Instruction: Set out each line of the entries below as an item in a numbered list, skipping any blank lines.

Entries from a dataset:
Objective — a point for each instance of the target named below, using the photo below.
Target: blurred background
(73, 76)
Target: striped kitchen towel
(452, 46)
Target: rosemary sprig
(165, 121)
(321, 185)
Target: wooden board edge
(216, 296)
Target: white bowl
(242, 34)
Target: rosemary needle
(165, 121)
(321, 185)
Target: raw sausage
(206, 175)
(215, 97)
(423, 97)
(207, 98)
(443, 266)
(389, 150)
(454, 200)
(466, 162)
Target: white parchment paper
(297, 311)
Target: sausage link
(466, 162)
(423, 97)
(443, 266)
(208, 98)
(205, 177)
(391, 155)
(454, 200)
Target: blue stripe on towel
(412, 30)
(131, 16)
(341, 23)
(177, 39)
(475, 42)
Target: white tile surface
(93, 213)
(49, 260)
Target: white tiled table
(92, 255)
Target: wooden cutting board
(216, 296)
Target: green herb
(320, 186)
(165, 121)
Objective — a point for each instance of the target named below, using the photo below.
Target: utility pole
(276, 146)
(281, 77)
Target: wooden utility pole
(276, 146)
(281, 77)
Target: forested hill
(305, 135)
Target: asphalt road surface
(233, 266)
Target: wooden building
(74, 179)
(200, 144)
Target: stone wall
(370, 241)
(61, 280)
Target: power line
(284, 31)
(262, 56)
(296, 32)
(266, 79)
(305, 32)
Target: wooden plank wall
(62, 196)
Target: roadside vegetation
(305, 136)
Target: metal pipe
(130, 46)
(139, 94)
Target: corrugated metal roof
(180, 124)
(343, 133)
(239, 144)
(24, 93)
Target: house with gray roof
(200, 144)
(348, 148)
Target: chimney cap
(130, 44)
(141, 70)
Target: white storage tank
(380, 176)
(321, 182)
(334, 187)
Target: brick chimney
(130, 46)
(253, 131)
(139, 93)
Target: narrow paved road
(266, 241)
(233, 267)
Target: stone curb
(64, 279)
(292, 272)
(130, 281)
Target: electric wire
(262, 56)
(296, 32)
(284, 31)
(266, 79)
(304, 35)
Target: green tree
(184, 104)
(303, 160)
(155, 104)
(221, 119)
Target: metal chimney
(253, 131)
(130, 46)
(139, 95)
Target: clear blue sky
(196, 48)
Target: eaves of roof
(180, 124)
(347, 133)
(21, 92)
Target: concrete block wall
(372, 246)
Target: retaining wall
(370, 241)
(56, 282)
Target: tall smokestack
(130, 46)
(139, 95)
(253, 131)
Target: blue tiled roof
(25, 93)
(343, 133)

Output of the exercise:
1. Objective — a point for each instance of the target named below, using the photo below.
2. Target: blurred background
3. (73, 76)
4. Target: striped kitchen towel
5. (452, 46)
6. Target: rosemary sprig
7. (165, 121)
8. (321, 185)
9. Target: wooden board edge
10. (216, 296)
11. Target: white bowl
12. (242, 34)
13. Target: rosemary needle
14. (165, 121)
15. (321, 185)
16. Target: raw sausage
17. (206, 175)
18. (215, 97)
19. (423, 97)
20. (207, 98)
21. (443, 266)
22. (389, 150)
23. (454, 200)
24. (466, 162)
25. Target: white parchment paper
26. (297, 311)
27. Target: sausage link
28. (466, 162)
29. (423, 97)
30. (443, 266)
31. (208, 98)
32. (205, 177)
33. (391, 155)
34. (454, 200)
35. Target: blue stripe on towel
36. (412, 30)
37. (131, 16)
38. (341, 23)
39. (177, 39)
40. (475, 42)
41. Target: white tile surface
42. (93, 213)
43. (49, 260)
44. Target: white tiled table
45. (92, 255)
46. Target: wooden cutting board
47. (216, 296)
48. Target: green herb
49. (320, 186)
50. (165, 121)
51. Objective — a point for each instance of the target named below, using the photo below.
52. Target: utility pole
53. (276, 146)
54. (281, 77)
55. Target: wooden utility pole
56. (276, 146)
57. (281, 77)
58. Target: forested hill
59. (305, 135)
60. Target: asphalt road surface
61. (233, 266)
62. Target: wooden building
63. (74, 179)
64. (200, 144)
65. Target: stone wall
66. (370, 241)
67. (61, 280)
68. Target: power line
69. (284, 31)
70. (262, 56)
71. (296, 32)
72. (266, 79)
73. (305, 32)
74. Target: wooden plank wall
75. (62, 196)
76. Target: roadside vegetation
77. (305, 136)
78. Target: metal pipe
79. (130, 46)
80. (139, 94)
81. Target: corrugated metal roof
82. (180, 124)
83. (343, 133)
84. (239, 144)
85. (24, 93)
86. Target: house with gray roof
87. (200, 144)
88. (348, 148)
89. Target: chimney cap
90. (130, 44)
91. (141, 70)
92. Target: white storage tank
93. (380, 176)
94. (321, 182)
95. (334, 187)
96. Target: brick chimney
97. (130, 46)
98. (253, 131)
99. (139, 93)
100. Target: narrow paved road
101. (266, 241)
102. (233, 267)
103. Target: stone curb
104. (64, 279)
105. (292, 272)
106. (130, 281)
107. Target: electric wire
108. (262, 56)
109. (296, 32)
110. (284, 31)
111. (266, 79)
112. (304, 35)
113. Target: green tree
114. (184, 104)
115. (303, 160)
116. (155, 104)
117. (221, 119)
118. Target: metal chimney
119. (253, 131)
120. (130, 46)
121. (139, 95)
122. Target: clear blue sky
123. (196, 48)
124. Target: eaves of roof
125. (180, 124)
126. (347, 133)
127. (21, 92)
128. Target: concrete block wall
129. (372, 246)
130. Target: retaining wall
131. (370, 241)
132. (56, 282)
133. Target: tall smokestack
134. (130, 46)
135. (139, 95)
136. (253, 131)
137. Target: blue tiled roof
138. (25, 93)
139. (343, 133)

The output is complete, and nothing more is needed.